**Supplied records:**
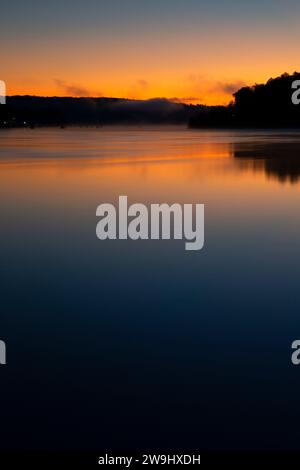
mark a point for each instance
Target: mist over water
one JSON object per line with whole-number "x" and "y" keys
{"x": 128, "y": 344}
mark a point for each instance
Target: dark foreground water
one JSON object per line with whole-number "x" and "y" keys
{"x": 133, "y": 345}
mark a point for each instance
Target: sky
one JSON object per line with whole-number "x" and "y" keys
{"x": 193, "y": 51}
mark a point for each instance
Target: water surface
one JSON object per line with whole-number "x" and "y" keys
{"x": 135, "y": 345}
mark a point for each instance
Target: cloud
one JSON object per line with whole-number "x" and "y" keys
{"x": 186, "y": 99}
{"x": 230, "y": 87}
{"x": 205, "y": 86}
{"x": 71, "y": 89}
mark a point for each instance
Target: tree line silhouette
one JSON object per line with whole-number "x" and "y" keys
{"x": 262, "y": 105}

**To do:** Please find all lines of the entries that hold the string "water" and copy them.

**Result of the exercise:**
Target: mist over water
Target: dark foreground water
Target: water surface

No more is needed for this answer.